AS: No, I’m not. I’m like Daniel Day-Lewis. I leave here, and I put on a top hat and I garden, and that’s me. That’s what I picture he does. Yeah, no. The difference is, I am a little bit of an introvert; I get overwhelmed in crowds and don’t get like, really wasted that often. I did this week, but it was because I was in Akron. (Trainwreck premiered last week in Akron, Ohio, the hometown of LeBron James who also appears in the film.)  Like, what are you going to do there? Yeah, I don’t have sex very often. Hopefully that’s going to change. Can I just also say—somebody tried to hack me because they assume I have lots of naked photos, but joke’s on them because I have never put my face in them, and I haven’t taken them for like, ten years because I’m aging. They sent this detective guy over to my house this weekend to help me secure all my shit, and they knew him, they’re like, “We’re sending this guy over to you,” my business manager, and he got there, he buzzed, I didn’t even brush my teeth, and I rolled out of bed. He was so hot. Like, wouldn’t you give your friend a heads-up? You’re like, “Okay, just know that this guy coming to your house, is like, so hot. You’re going to want to at least brush your teeth. Just something! Just do something!”


How she and Judd Apatow came to make Trainwreck:

AS: The movie started because I met with Judd, and we kind of came armed with an idea just in case. We did a meeting and he was like, “Well, if you ever have an idea, the door’s open,” and I was like, “Well, I have an idea,” like, seize the day. I’m a lot like Christian Bale in Newsies. Um, I for some reason cannot do an interview without mentioning Newsies. I don’t know what it is. But, open the gates! No, that idea I wrote, it was a little broad.

MATERIAL SHOWN:

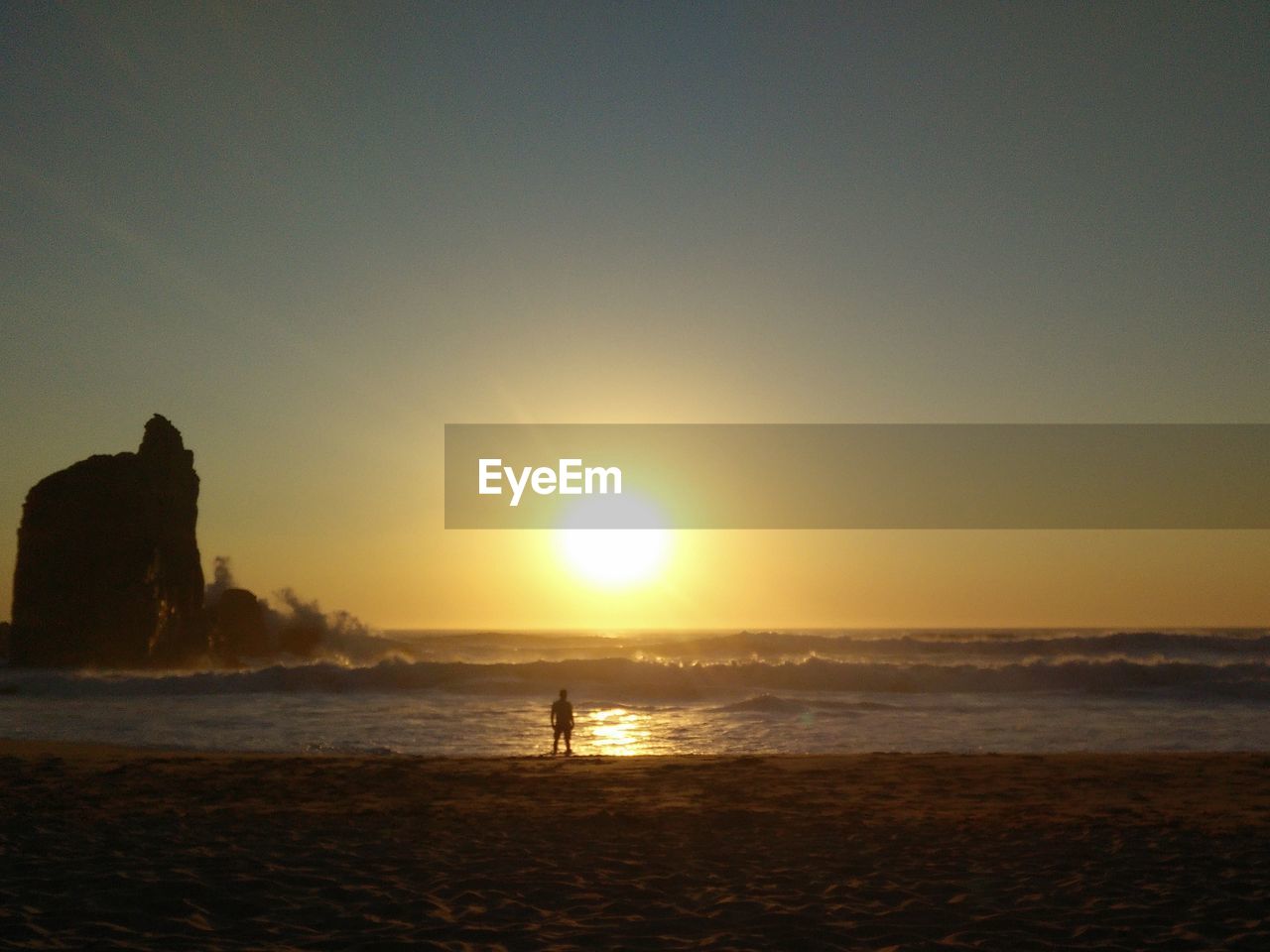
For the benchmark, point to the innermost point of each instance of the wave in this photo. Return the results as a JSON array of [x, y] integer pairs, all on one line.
[[635, 680], [1170, 645]]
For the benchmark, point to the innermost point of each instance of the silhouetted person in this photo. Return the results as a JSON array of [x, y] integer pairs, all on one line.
[[562, 722]]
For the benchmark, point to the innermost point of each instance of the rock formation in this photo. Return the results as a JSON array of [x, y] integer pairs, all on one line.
[[239, 629], [108, 569]]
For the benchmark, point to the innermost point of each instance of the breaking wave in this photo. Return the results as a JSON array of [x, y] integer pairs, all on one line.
[[661, 680]]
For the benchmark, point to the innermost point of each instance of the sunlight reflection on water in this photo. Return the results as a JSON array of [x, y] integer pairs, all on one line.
[[617, 731]]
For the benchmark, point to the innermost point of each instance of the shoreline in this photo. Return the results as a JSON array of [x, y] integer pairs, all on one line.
[[181, 849]]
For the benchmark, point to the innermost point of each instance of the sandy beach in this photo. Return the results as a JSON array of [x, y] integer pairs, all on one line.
[[114, 848]]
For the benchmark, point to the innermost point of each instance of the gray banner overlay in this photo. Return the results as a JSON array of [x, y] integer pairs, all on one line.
[[862, 476]]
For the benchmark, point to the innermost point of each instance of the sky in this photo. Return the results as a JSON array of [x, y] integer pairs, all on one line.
[[314, 234]]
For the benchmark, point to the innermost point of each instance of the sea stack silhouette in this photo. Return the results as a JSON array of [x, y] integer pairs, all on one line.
[[108, 570]]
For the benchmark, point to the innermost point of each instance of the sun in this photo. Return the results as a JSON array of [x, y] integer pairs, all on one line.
[[615, 558]]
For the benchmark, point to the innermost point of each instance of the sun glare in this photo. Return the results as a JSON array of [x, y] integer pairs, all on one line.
[[615, 558]]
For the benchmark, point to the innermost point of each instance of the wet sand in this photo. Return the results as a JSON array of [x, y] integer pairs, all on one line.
[[112, 848]]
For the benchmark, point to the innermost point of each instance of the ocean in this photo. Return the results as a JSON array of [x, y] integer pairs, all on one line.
[[789, 692]]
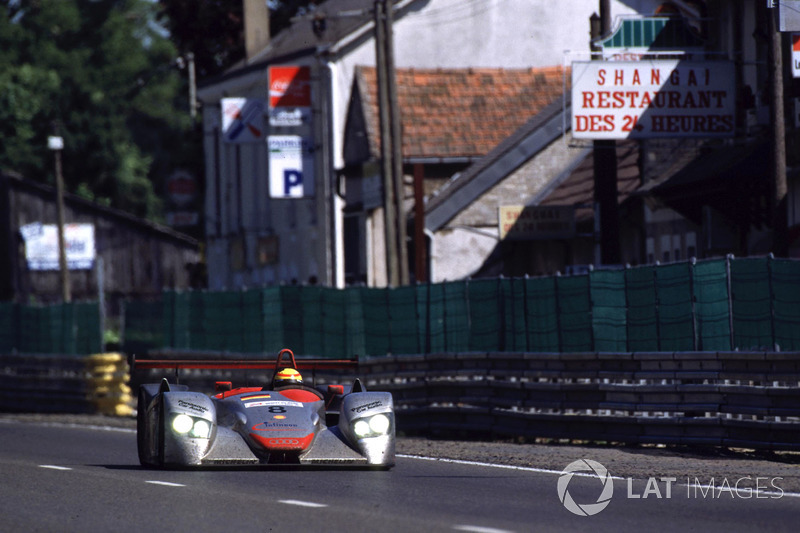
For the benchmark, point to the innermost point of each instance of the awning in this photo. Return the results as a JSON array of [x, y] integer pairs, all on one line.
[[734, 180]]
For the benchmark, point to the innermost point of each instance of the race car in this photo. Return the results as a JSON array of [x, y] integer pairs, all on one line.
[[286, 422]]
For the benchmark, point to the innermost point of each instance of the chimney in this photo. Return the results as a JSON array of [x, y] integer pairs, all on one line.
[[256, 26]]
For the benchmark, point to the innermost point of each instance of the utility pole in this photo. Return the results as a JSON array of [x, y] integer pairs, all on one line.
[[389, 203], [396, 132], [56, 143], [778, 207], [192, 86], [391, 147], [606, 207]]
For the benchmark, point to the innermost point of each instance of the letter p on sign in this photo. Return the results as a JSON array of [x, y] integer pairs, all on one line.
[[290, 167]]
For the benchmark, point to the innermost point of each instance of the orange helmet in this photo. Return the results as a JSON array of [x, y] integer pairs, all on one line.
[[287, 376]]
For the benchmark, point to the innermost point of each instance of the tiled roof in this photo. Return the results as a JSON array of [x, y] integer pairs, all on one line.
[[578, 189], [461, 113]]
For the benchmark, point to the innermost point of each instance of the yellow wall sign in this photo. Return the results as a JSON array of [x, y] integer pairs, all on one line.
[[519, 222]]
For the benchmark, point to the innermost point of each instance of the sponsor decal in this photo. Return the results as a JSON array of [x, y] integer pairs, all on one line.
[[192, 406], [273, 405], [275, 426], [366, 406], [256, 397]]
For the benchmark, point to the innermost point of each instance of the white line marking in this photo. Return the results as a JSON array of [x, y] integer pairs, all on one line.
[[302, 503], [581, 474], [54, 467], [165, 483], [479, 529]]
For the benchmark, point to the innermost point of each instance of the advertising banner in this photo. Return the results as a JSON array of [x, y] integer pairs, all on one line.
[[41, 246], [289, 96], [521, 223], [242, 120], [653, 98], [291, 167]]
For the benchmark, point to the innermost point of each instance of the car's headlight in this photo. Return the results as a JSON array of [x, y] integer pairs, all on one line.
[[373, 426], [185, 424]]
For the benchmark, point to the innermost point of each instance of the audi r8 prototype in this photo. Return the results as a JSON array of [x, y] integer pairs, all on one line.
[[286, 422]]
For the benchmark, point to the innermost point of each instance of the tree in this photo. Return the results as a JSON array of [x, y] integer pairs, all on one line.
[[104, 70], [213, 30]]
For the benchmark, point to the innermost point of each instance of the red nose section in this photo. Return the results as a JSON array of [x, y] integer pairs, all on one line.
[[284, 444]]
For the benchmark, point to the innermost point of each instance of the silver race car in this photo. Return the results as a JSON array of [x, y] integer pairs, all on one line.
[[284, 423]]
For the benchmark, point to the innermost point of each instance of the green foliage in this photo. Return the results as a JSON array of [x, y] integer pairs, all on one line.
[[106, 72]]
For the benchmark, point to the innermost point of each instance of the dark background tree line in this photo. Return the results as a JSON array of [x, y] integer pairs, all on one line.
[[109, 76]]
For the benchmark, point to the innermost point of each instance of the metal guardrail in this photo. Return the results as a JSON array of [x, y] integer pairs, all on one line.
[[65, 384], [726, 399]]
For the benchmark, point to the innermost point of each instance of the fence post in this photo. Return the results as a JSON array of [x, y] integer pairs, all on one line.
[[728, 259], [502, 310], [770, 258], [558, 312], [428, 318], [657, 305], [525, 313], [692, 262], [387, 299]]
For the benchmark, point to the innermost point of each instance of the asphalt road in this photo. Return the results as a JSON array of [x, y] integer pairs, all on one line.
[[66, 478]]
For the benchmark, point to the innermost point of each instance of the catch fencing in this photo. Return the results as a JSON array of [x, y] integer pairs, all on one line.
[[66, 329], [715, 305], [46, 383]]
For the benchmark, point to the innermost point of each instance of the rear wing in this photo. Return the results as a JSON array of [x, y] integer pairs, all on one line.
[[245, 364], [242, 364]]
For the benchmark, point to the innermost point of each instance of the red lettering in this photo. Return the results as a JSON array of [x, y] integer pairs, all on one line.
[[655, 77]]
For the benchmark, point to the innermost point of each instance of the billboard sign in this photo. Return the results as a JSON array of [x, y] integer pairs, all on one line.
[[653, 98], [289, 95], [242, 120], [536, 222], [291, 166], [41, 246]]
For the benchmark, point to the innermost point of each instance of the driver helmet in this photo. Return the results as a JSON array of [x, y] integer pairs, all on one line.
[[288, 376]]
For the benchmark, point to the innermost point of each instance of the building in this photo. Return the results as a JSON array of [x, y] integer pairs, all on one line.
[[679, 195], [261, 227]]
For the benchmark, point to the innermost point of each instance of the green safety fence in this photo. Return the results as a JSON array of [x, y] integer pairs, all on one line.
[[70, 328], [715, 305]]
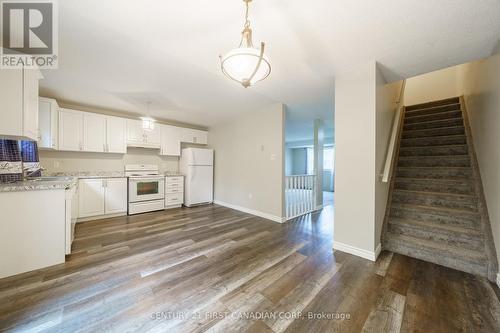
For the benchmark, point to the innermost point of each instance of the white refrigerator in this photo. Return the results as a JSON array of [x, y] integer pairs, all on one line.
[[197, 165]]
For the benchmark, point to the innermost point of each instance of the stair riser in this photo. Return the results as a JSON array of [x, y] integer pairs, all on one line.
[[435, 200], [434, 141], [433, 151], [454, 239], [464, 220], [452, 161], [436, 173], [412, 119], [437, 104], [479, 268], [433, 124], [434, 186], [434, 132]]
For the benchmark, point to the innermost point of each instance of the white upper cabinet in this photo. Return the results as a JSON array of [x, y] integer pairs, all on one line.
[[91, 132], [194, 136], [48, 113], [170, 140], [94, 132], [70, 130], [19, 103], [116, 135], [138, 137]]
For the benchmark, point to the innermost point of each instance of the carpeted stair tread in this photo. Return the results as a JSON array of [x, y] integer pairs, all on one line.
[[435, 141], [470, 261], [447, 101]]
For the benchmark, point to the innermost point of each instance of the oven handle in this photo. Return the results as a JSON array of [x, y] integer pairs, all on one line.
[[141, 180]]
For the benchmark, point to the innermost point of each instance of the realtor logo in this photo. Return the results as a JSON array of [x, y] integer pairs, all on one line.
[[29, 34]]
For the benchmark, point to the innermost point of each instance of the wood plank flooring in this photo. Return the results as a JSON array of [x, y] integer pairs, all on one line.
[[218, 270]]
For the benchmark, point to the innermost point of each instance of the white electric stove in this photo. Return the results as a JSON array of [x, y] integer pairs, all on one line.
[[146, 188]]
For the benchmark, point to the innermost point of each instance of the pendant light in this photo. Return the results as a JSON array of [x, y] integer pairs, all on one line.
[[246, 64]]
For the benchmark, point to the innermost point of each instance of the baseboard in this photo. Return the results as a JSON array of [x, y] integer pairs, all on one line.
[[267, 216], [370, 255]]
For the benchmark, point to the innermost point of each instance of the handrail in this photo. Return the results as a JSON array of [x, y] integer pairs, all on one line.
[[394, 135]]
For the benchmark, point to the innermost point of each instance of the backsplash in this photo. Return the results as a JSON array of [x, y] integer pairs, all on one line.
[[61, 161], [16, 156]]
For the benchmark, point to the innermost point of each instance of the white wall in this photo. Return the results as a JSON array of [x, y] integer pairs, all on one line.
[[481, 89], [433, 86], [249, 161], [355, 105], [364, 112], [387, 95], [78, 161]]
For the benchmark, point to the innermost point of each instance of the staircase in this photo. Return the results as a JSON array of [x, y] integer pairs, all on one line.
[[435, 212]]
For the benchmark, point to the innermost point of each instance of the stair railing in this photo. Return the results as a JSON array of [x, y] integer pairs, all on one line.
[[300, 195], [396, 124]]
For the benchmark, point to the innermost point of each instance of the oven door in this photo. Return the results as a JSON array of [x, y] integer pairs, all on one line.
[[145, 189]]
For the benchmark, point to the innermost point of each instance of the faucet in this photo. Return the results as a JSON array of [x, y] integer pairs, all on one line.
[[30, 168]]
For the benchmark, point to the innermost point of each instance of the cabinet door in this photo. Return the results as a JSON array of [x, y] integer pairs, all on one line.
[[170, 141], [134, 132], [115, 198], [153, 137], [94, 132], [116, 135], [47, 123], [30, 102], [90, 197], [70, 130]]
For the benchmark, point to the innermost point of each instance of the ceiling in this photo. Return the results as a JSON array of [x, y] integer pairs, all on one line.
[[118, 55]]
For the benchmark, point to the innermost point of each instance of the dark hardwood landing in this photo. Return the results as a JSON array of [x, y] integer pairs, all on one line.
[[215, 269]]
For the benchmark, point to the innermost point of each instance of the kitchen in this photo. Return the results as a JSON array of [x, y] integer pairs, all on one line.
[[93, 166]]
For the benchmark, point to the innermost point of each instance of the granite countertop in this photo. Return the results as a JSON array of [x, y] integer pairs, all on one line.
[[39, 185], [90, 174]]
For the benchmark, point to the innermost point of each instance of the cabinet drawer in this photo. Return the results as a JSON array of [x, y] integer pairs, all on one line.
[[174, 190], [174, 199], [172, 180], [175, 185]]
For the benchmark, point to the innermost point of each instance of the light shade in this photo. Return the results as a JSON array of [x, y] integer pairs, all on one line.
[[241, 63]]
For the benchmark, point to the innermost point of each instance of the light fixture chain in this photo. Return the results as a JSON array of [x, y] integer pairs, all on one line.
[[247, 21]]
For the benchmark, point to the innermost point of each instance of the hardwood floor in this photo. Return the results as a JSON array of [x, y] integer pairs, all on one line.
[[215, 269]]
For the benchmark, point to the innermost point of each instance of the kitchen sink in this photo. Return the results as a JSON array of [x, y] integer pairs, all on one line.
[[50, 179]]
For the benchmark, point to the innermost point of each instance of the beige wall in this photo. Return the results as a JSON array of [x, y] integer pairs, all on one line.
[[481, 88], [77, 161], [433, 86], [355, 98], [387, 95], [249, 161]]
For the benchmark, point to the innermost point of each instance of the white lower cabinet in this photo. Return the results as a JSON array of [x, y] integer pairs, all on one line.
[[174, 191], [102, 196]]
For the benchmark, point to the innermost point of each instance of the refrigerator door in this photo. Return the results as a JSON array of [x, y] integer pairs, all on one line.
[[199, 185], [198, 156]]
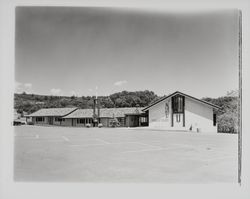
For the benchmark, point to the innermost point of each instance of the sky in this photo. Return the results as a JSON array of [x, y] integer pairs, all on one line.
[[84, 51]]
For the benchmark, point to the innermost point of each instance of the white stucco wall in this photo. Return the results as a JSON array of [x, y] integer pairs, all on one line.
[[199, 116], [196, 114], [157, 116], [40, 122]]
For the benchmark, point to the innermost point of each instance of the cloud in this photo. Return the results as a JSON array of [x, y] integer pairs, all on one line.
[[56, 91], [23, 87], [73, 93], [120, 83], [28, 85]]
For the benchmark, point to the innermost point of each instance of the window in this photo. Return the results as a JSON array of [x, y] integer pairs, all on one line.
[[39, 119], [58, 119], [143, 119], [178, 104], [80, 121], [214, 119]]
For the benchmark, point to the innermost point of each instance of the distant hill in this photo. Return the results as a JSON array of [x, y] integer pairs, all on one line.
[[227, 116], [32, 102]]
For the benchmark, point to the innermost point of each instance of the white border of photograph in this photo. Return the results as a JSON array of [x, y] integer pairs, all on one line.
[[11, 190]]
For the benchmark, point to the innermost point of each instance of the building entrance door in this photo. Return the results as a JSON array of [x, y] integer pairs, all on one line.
[[178, 120], [50, 120]]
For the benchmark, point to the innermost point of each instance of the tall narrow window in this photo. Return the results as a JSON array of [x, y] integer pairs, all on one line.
[[178, 104], [214, 119]]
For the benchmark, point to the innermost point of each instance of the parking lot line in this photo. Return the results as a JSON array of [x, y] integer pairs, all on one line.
[[148, 150], [65, 138], [103, 141]]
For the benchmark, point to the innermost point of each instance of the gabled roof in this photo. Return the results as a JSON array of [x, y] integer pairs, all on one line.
[[119, 112], [81, 113], [52, 112], [183, 94], [104, 112]]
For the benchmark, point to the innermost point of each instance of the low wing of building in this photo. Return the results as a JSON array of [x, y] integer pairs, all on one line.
[[177, 111]]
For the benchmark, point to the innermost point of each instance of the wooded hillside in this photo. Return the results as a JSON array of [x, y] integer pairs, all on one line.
[[227, 117]]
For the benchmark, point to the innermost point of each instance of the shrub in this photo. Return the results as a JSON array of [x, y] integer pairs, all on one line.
[[114, 122], [30, 123]]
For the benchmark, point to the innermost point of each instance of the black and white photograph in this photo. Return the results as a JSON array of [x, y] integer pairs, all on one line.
[[124, 95]]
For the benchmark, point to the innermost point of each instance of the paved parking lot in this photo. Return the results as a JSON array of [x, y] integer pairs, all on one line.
[[64, 154]]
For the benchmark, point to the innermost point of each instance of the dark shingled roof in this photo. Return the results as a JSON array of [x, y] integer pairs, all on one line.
[[52, 112], [105, 112], [183, 94]]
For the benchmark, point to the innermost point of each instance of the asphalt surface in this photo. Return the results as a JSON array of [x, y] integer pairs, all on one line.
[[64, 154]]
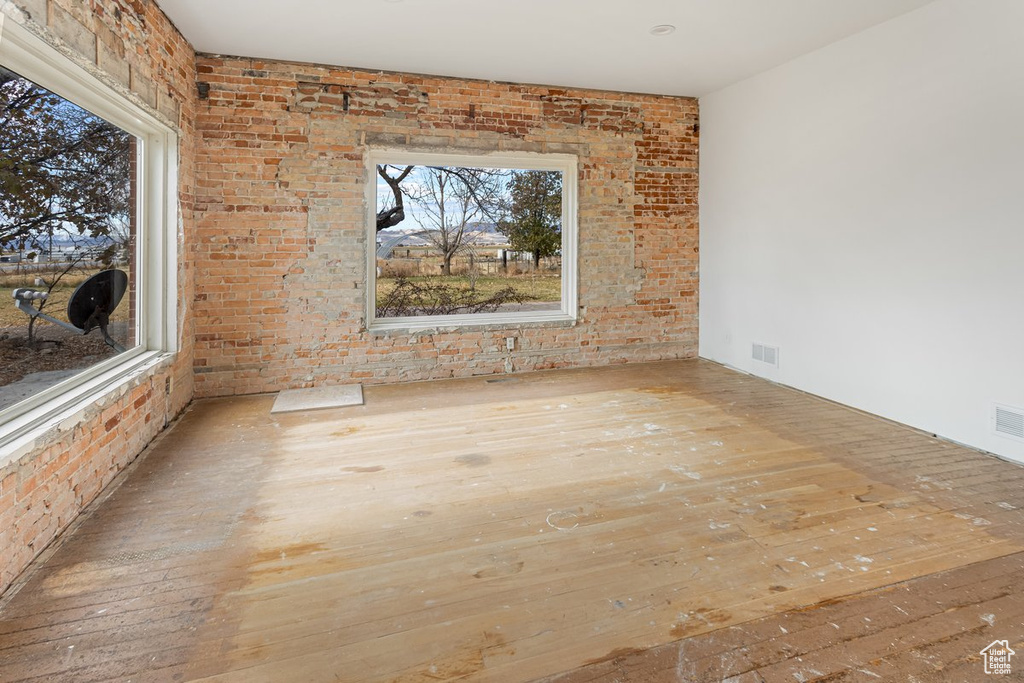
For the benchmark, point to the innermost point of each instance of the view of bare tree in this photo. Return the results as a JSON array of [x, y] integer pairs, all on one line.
[[451, 201]]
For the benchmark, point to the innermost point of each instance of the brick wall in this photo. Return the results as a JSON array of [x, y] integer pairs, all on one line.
[[44, 485], [282, 240]]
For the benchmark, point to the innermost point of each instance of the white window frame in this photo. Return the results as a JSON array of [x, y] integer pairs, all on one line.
[[30, 56], [566, 164]]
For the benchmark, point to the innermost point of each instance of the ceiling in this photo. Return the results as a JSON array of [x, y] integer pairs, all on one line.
[[602, 44]]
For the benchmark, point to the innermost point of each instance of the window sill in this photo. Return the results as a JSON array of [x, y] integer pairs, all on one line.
[[474, 321], [19, 435]]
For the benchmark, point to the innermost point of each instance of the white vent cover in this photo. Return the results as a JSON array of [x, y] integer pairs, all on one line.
[[765, 353], [1010, 422]]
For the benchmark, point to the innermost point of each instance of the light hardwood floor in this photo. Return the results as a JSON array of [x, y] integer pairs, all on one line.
[[671, 521]]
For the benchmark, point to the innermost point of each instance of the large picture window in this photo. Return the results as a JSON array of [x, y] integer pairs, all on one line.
[[87, 256], [471, 240]]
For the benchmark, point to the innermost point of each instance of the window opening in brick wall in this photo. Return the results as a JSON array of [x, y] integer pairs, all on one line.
[[469, 240], [68, 212]]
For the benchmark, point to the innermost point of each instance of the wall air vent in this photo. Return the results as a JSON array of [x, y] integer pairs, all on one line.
[[766, 354], [1010, 422]]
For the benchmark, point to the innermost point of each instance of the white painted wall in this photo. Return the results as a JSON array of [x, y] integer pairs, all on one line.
[[862, 209]]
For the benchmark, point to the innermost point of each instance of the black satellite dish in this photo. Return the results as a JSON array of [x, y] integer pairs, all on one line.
[[95, 298]]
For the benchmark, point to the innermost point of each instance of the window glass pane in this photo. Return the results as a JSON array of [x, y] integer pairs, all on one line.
[[68, 224], [462, 240]]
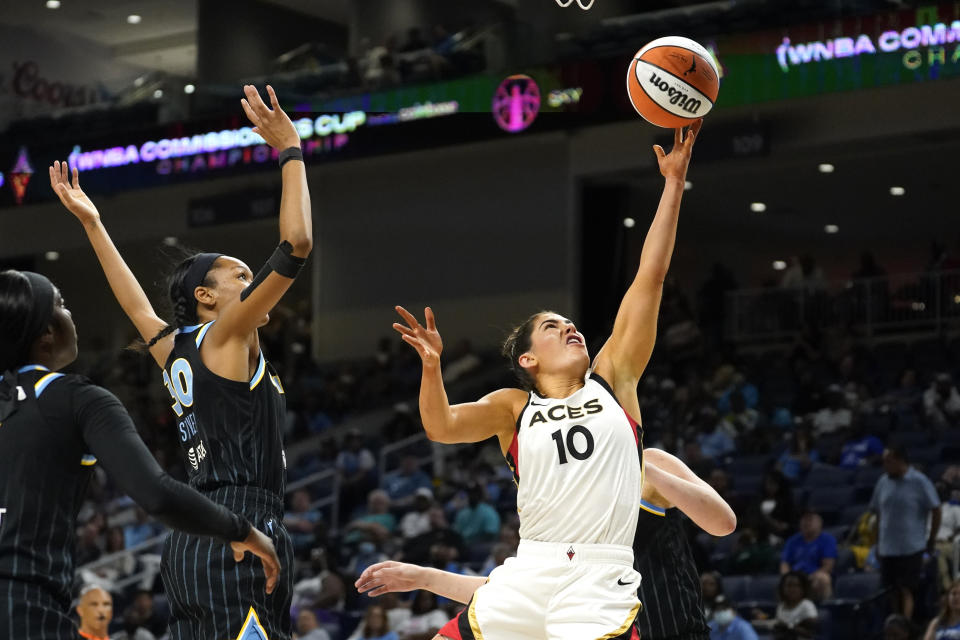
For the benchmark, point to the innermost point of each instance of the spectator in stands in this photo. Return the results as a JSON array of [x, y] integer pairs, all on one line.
[[946, 626], [402, 484], [949, 534], [796, 615], [727, 624], [715, 443], [374, 626], [941, 403], [376, 525], [861, 449], [896, 627], [96, 611], [417, 521], [477, 522], [711, 588], [426, 617], [355, 463], [301, 521], [835, 416], [905, 502], [813, 552], [795, 462]]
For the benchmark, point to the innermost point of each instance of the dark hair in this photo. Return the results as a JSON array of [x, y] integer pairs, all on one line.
[[16, 303], [518, 343], [184, 308], [804, 584]]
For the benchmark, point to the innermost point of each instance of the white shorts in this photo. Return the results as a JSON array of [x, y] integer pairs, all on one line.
[[555, 591]]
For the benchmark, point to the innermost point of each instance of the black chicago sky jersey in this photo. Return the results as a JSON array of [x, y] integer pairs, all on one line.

TASK INSTRUCTIONS:
Answer these questions about the interview excerpt, one line each:
(a) In what city did Trainwreck premiere?
(b) Which athlete who appears in the film has that city as his hometown?
(c) What film does she say she cannot do an interview without mentioning?

OUTPUT FOR THIS EXERCISE:
(a) Akron, Ohio
(b) LeBron James
(c) Newsies